───── MATERIAL SHOWN ─────
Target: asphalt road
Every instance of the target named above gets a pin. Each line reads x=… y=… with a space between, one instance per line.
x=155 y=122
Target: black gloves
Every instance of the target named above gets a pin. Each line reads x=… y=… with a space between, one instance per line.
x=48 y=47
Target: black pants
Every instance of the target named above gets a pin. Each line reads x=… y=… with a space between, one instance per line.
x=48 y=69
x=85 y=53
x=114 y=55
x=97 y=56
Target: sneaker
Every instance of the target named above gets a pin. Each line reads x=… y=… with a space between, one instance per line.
─────
───── MATERIAL SHOWN ─────
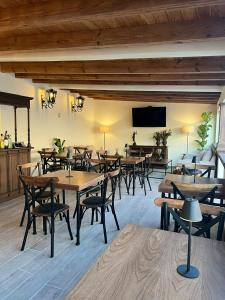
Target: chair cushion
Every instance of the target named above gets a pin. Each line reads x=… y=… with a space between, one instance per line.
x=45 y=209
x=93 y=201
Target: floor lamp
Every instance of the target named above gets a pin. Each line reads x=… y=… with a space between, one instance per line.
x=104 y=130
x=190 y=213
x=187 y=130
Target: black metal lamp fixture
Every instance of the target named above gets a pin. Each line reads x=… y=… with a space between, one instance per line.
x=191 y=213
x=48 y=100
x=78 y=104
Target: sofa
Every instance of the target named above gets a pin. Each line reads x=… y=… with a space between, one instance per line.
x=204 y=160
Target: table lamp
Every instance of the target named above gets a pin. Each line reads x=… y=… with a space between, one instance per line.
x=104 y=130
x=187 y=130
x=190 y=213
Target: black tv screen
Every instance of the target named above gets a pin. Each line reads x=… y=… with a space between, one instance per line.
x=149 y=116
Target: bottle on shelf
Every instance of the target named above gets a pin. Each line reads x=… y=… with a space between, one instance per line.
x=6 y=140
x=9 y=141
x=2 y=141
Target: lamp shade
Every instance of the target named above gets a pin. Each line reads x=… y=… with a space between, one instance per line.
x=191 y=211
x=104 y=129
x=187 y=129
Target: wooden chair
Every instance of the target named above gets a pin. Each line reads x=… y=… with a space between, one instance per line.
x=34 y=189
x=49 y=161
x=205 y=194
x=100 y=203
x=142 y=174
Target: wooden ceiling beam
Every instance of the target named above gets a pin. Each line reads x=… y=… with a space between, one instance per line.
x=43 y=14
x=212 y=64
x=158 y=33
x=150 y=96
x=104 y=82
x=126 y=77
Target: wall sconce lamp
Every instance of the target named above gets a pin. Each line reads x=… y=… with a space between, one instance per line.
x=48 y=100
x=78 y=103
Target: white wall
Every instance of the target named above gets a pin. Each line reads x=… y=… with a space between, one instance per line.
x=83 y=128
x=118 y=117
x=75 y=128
─────
* SHORT EXERCISE
Count how many lines in the items contain the string "wall". Reply with the number alone.

* EXERCISE RESULT
2